— START STORED DATA —

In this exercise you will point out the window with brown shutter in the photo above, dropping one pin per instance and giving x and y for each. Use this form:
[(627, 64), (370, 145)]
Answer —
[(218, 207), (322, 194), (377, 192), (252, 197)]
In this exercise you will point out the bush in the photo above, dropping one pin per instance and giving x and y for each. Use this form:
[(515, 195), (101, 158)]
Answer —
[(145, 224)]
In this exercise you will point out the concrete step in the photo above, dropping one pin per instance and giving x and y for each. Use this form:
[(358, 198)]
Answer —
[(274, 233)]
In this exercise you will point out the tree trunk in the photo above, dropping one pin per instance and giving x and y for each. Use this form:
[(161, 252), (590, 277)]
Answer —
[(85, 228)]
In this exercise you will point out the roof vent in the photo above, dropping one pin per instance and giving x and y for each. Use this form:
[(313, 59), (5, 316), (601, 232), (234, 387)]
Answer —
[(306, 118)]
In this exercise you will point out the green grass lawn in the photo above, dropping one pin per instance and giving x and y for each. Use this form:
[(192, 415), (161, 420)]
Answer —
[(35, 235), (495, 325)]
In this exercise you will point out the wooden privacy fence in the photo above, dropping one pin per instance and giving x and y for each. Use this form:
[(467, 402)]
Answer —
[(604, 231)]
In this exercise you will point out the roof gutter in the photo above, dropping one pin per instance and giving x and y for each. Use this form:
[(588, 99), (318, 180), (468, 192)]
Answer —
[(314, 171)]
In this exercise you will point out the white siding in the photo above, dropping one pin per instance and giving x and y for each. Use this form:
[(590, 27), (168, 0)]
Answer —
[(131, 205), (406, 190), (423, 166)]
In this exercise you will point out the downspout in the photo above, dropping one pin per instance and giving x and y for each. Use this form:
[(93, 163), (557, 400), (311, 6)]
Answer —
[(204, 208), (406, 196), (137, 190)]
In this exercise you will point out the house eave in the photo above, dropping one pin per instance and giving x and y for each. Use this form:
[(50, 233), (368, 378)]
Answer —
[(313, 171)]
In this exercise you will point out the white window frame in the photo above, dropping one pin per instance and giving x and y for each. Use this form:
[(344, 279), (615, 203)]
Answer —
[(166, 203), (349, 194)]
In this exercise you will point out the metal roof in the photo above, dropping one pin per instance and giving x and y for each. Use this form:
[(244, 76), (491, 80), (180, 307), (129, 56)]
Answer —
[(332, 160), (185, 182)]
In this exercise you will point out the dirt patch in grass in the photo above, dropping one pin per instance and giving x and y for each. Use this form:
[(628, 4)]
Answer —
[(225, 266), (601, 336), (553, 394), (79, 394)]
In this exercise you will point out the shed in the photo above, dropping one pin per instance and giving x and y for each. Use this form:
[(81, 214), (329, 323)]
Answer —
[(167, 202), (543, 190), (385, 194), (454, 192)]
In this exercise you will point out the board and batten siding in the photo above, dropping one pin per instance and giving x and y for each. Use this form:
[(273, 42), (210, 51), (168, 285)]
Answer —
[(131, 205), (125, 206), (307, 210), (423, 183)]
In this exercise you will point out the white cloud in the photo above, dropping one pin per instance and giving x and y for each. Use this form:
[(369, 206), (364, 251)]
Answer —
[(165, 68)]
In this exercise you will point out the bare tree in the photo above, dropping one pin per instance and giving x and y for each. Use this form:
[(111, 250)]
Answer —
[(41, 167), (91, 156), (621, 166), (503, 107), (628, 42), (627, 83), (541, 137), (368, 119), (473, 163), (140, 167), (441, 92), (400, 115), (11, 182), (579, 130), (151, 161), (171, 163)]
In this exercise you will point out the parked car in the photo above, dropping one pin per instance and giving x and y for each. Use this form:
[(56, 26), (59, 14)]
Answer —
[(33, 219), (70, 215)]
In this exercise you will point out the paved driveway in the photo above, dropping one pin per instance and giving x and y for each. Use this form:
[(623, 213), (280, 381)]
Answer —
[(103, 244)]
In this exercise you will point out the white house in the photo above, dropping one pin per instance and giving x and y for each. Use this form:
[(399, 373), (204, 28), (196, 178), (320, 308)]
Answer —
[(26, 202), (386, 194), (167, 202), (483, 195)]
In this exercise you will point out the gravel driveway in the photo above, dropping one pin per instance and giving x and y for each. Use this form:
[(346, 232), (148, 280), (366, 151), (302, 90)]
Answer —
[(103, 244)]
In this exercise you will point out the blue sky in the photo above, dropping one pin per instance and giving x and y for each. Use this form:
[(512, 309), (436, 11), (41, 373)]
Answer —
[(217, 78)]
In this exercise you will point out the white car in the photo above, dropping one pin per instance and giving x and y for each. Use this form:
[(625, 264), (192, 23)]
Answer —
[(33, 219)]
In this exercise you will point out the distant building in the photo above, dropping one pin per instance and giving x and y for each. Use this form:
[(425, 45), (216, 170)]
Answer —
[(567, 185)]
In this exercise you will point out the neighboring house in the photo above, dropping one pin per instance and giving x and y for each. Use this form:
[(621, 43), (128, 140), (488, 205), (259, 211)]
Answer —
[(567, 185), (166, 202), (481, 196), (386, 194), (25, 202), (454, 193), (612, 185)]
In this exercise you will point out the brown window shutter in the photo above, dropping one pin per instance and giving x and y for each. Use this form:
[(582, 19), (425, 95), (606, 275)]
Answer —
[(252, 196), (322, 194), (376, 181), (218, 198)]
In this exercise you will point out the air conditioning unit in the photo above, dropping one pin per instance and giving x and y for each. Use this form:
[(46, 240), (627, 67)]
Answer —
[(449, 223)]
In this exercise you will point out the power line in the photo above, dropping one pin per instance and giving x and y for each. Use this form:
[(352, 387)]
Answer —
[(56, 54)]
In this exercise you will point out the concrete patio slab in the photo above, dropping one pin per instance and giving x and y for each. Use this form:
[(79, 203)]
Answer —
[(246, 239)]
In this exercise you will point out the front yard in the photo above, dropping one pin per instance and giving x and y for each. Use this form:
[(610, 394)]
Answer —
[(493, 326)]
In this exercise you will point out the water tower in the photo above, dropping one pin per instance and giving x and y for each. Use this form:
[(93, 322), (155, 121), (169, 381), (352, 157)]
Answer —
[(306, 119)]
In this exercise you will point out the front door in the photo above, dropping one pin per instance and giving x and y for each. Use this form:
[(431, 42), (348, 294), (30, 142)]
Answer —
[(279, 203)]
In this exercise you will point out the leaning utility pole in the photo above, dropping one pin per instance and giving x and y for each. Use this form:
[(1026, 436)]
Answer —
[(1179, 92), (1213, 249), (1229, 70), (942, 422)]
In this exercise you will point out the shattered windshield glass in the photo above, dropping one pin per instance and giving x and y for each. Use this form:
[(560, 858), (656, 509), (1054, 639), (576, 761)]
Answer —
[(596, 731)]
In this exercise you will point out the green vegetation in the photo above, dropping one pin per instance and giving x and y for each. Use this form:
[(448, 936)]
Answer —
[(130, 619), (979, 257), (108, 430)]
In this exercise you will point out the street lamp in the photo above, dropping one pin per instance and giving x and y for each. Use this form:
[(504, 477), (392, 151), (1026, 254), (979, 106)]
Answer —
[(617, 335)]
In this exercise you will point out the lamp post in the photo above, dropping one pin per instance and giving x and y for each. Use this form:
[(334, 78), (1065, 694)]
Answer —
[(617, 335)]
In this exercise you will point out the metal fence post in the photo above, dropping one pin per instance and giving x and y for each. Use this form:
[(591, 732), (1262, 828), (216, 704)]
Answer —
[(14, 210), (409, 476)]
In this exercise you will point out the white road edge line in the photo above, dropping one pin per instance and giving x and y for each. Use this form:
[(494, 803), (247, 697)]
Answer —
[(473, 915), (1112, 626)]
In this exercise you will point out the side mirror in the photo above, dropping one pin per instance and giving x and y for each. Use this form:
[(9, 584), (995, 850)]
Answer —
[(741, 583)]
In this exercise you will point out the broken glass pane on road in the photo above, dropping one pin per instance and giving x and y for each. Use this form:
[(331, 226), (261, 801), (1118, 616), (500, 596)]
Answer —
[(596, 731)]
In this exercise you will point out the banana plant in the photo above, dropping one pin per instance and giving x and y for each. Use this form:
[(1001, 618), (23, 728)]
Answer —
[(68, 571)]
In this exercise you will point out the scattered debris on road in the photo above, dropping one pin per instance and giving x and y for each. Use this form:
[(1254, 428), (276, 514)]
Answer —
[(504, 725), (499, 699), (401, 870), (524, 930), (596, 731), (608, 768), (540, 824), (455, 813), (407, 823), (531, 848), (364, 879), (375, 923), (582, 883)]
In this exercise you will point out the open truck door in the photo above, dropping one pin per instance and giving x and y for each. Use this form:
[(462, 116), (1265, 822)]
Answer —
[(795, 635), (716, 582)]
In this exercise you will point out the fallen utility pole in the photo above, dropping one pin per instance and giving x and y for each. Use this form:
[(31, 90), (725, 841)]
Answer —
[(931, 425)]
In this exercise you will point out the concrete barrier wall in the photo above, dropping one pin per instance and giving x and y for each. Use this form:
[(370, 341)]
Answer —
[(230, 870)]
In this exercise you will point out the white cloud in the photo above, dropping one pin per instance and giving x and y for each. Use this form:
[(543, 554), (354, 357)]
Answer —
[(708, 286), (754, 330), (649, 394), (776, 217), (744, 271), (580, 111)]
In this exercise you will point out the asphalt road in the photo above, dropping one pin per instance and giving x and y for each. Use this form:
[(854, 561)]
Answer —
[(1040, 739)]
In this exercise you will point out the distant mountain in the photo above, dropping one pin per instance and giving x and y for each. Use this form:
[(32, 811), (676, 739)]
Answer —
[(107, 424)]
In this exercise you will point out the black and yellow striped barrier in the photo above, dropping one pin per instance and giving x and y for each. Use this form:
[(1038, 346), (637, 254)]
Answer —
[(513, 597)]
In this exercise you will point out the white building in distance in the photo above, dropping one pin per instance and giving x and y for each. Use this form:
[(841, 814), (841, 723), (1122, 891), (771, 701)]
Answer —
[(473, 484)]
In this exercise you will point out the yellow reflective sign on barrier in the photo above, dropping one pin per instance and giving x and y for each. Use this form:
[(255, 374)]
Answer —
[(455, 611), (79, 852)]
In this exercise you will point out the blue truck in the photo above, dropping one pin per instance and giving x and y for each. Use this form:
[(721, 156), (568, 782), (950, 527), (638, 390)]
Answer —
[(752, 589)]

— END STORED DATA —

### TO BE DONE
Put the entries from the line containing "In this exercise you will point out the house" through the line containing "161), (171, 163)]", inclusive, into a Markdown table with a Row column giving the row number and a Line column giving the line. Skip blank lines.

### WORKED SOLUTION
| Row | Line |
|---|---|
| 1 | In this exercise you will point out the house eave in the photo above, dropping one pin per instance and giving x and y for each. Use this form: |
| 2 | [(50, 233), (368, 378)] |
| 3 | Answer — |
| 4 | [(313, 171)] |
| 5 | In this exercise you will point out the white window frame in the photo above, dropping one pin per instance and giving x and y for each. Use this form: |
| 6 | [(344, 279), (615, 203)] |
| 7 | Answer — |
| 8 | [(166, 203), (349, 194)] |
| 9 | In this exercise you will point out the metal roof in the photo above, dropping one pin per instance and giving x and y for each. Use this form: |
| 10 | [(244, 76), (491, 80), (180, 307), (129, 56)] |
| 11 | Answer — |
| 12 | [(332, 160), (185, 182)] |
| 13 | In this exercise you will point out the dirt patch in grass in the photo above, dropping one pin per instance and giving x and y for each. Use this form: |
| 14 | [(628, 4)] |
| 15 | Answer — |
| 16 | [(225, 266), (601, 336), (553, 394), (79, 394)] |
| 17 | In this exercise you will point out the shed in the photo above, dropping one pin per instance and giving x and y for each. Use this form: |
| 18 | [(81, 214), (329, 323)] |
| 19 | Answer — |
| 20 | [(167, 202), (543, 190), (385, 194), (454, 192)] |
| 21 | In this exercise you will point out the board and batten siding in the photo above, dropping one pin per instance and giving x and y for each. Use this form: |
| 22 | [(273, 42), (210, 51), (168, 285)] |
| 23 | Answer — |
| 24 | [(131, 205), (125, 206), (307, 210), (423, 183)] |
| 25 | In this exercise you will point out the white cloud in the photo above, dropping one pin per instance and giving x and y for each. Use this form: |
| 26 | [(369, 206), (364, 251)] |
| 27 | Answer — |
| 28 | [(165, 68)] |
| 29 | In this exercise you will point out the bare tree in the photo above, dropping one pin per instance and giving x and y for each. Use this form: |
| 30 | [(111, 250)] |
| 31 | Answer — |
| 32 | [(41, 167), (91, 156), (621, 166), (503, 107), (628, 42), (627, 83), (541, 137), (368, 119), (473, 163), (140, 167), (441, 92), (400, 115), (11, 182), (579, 130), (151, 161), (171, 163)] |